Italicum. L’inquietante lettera di Renzi

ROMA – Davvero fantasiosa e preoccupante la lettera del Presidente del Consiglio e Segretario del Pd ai coordinatori di circolo del Pd: interpreta la discussione e la dialettica sulle regole del gioco come questione interna al Pd, di disciplina di partito, mentre è, come dovrebbe essere evidente, questione dell’insieme del parlamento e relativa all’autonomia di ciascun parlamentare.

Tra l’altro, la disciplina di partito non era così rilevante nell’aprile del 2013, in occasione dell’elezione del Presidente della Repubblica, quando il Presidente del Consiglio fece attivamente e efficacemente campagna elettorale sui parlamentari del Pd per ostacolare l’elezione di Franco Marini, candidatura approvata dalla maggioranza dei gruppi parlamentari del Pd.

### Dati da esaminare
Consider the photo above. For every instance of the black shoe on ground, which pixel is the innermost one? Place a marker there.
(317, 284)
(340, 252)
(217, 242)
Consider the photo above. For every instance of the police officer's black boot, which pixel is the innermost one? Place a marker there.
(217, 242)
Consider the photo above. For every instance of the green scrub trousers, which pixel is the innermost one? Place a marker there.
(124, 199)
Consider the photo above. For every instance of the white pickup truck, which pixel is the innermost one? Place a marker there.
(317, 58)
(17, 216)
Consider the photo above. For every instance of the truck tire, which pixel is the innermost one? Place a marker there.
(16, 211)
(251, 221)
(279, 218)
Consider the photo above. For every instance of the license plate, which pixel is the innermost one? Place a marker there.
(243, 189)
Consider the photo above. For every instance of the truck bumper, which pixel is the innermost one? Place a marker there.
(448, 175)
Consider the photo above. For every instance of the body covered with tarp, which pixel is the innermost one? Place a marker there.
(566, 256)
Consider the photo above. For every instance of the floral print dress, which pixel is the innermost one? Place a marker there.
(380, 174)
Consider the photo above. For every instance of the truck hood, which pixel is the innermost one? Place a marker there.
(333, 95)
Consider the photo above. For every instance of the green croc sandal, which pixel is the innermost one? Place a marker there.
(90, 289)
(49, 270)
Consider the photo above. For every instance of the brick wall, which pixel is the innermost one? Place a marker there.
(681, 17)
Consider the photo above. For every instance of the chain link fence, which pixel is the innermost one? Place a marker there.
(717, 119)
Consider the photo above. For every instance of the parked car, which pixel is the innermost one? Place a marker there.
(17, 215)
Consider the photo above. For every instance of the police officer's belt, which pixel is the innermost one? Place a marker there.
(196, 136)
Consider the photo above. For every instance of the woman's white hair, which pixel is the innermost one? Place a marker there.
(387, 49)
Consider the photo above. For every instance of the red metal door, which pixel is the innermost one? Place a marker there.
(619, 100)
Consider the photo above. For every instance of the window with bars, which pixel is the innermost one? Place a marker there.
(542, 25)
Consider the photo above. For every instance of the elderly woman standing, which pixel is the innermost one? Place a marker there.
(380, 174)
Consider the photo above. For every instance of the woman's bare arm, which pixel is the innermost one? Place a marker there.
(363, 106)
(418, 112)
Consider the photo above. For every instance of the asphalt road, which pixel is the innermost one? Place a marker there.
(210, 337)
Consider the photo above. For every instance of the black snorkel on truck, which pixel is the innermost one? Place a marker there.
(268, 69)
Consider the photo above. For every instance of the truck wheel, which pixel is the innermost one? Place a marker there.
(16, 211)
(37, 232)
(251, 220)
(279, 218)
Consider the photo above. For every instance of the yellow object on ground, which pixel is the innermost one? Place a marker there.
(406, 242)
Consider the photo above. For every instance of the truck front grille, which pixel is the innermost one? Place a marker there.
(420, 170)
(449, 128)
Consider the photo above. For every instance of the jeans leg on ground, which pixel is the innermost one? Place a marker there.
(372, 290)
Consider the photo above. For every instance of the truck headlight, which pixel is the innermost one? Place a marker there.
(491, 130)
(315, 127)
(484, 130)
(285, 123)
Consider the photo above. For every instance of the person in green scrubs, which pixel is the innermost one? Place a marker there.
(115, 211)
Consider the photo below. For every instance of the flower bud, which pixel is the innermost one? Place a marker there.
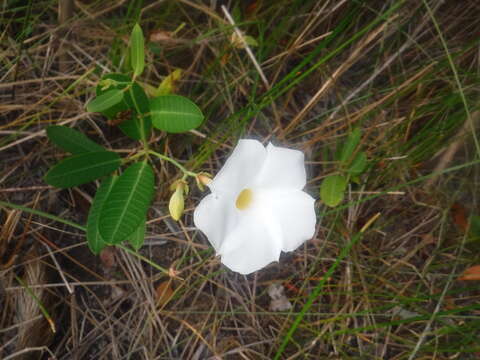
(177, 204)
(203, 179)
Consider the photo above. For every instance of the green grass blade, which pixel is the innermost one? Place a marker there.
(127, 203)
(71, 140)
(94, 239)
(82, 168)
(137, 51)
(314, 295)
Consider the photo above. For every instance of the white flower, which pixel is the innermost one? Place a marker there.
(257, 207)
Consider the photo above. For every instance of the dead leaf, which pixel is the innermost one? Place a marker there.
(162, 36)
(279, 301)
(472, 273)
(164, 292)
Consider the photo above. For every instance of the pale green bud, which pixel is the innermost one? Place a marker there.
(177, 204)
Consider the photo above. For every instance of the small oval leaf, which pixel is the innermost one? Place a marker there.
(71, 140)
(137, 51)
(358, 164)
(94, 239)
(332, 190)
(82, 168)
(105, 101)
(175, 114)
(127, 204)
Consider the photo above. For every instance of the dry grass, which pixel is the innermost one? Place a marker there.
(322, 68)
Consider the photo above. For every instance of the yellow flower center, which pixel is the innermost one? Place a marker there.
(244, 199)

==

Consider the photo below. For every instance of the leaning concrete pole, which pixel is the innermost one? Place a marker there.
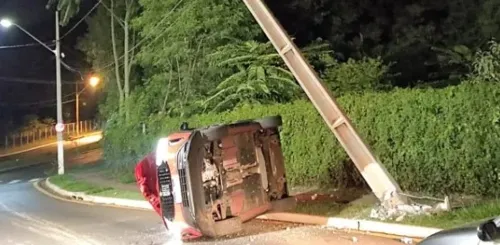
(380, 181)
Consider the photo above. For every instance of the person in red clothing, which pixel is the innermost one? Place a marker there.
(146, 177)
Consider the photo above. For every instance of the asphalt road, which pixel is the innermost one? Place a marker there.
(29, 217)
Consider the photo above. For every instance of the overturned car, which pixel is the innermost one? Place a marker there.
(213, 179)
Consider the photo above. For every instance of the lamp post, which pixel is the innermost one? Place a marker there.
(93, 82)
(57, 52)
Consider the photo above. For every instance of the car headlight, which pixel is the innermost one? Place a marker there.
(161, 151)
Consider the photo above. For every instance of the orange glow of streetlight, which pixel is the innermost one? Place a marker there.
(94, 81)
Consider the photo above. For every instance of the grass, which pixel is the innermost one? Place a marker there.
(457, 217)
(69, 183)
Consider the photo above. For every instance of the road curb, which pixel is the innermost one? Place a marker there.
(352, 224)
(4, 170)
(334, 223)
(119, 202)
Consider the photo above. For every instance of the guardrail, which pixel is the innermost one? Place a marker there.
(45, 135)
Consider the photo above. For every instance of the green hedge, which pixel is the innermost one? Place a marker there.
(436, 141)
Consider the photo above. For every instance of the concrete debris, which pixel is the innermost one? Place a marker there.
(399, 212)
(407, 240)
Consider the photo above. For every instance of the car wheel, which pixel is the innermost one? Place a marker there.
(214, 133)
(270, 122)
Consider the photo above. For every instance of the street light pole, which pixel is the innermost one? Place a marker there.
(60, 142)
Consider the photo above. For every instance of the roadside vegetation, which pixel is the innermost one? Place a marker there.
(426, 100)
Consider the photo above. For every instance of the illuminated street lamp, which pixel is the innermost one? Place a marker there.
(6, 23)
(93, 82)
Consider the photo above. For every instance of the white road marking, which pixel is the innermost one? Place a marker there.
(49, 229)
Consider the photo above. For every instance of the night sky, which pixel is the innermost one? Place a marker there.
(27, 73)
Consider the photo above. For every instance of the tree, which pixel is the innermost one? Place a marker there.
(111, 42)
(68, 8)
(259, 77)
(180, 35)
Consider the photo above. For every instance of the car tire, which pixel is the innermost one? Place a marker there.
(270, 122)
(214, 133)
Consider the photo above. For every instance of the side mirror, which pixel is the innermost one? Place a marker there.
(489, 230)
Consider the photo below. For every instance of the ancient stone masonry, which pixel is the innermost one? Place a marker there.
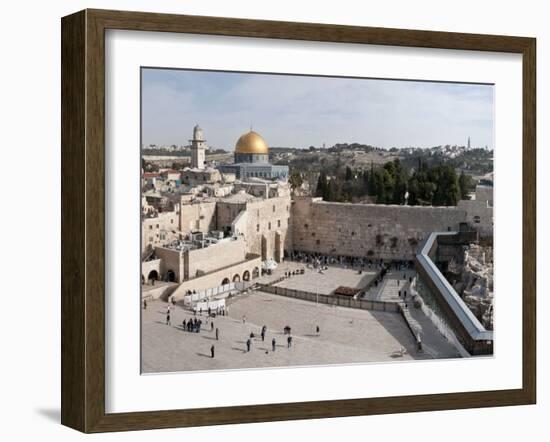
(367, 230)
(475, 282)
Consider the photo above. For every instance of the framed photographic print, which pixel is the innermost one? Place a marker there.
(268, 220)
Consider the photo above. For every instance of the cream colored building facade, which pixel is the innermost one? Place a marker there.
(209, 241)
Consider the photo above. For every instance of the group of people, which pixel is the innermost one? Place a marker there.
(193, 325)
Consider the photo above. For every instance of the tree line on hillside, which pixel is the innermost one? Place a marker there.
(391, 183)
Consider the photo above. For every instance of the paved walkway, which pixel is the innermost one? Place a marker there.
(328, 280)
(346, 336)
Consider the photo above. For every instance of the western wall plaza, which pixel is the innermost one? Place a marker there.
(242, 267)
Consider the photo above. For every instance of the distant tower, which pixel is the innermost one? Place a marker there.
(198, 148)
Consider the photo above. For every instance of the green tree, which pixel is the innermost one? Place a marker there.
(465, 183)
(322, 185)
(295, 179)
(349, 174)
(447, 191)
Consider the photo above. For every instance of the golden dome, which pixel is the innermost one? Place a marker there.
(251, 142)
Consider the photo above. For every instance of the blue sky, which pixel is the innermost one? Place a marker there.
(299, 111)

### Compito assegnato 1
Rispondi a queste domande sul testo relativo alla lettera di Renzi:
(a) A chi è indirizzata la lettera del Presidente del Consiglio?
(b) In quale mese e anno si tenne l'elezione del Presidente della Repubblica citata?
(c) Quale candidatura era stata approvata dalla maggioranza dei gruppi parlamentari del Pd?
### Compito assegnato 2
Prosegui il testo sulla lettera di Renzi, ripartendo subito dopo la sua ultima frase.

### Risultato del compito 1
(a) Ai coordinatori di circolo del Pd.
(b) Nell'aprile del 2013.
(c) Quella di Franco Marini.

### Risultato del compito 2
Il segretario richiama le primarie dell’ultimo congresso del Pd, i 2 milioni di voti da lui ricevuti, come fonte di legittimazione “interna” dell’Italicum. Dimentica di ricordare che ciascun parlamentare del Pd è stato eletto su un programma elettorale, votato da 8,5 milioni di persone, che prevedeva il superamento dei parlamentari nominati che invece sono, grazie alla revisione del Senato, la totalità dei senatori e, grazie all’Italicum, una netta maggioranza dei deputati, soluzione aggravata dal collegio unico nazionale per la distribuzione dei seggi e dalle candidature multiple di capilista bloccati. Dimentica, inoltre, di ricordare che ciascun parlamentare del Pd è stato eletto su un programma elettorale, votato da 8,5 milioni di persone, che prevedeva il rilancio della centralità del parlamento, non la sua marginalizzazione con un presidenzialismo di fatto, privo delle garanzie democratiche fondamentali, in quanto la minoranza elettorale che ottiene il premio di maggioranza determina la scelta del Presidente della Repubblica e nomina i giudici della Corte Costituzionale di competenza parlamentare. Dimentica, infine, che è incompatibile con il Dna del Pd l’approvazione delle regole del gioco con il voto di fiducia i cui due precedenti nella storia italiana sono particolarmente inquietanti (la Legge Acerbo durante il fascismo e la Legge Truffa nel 1953).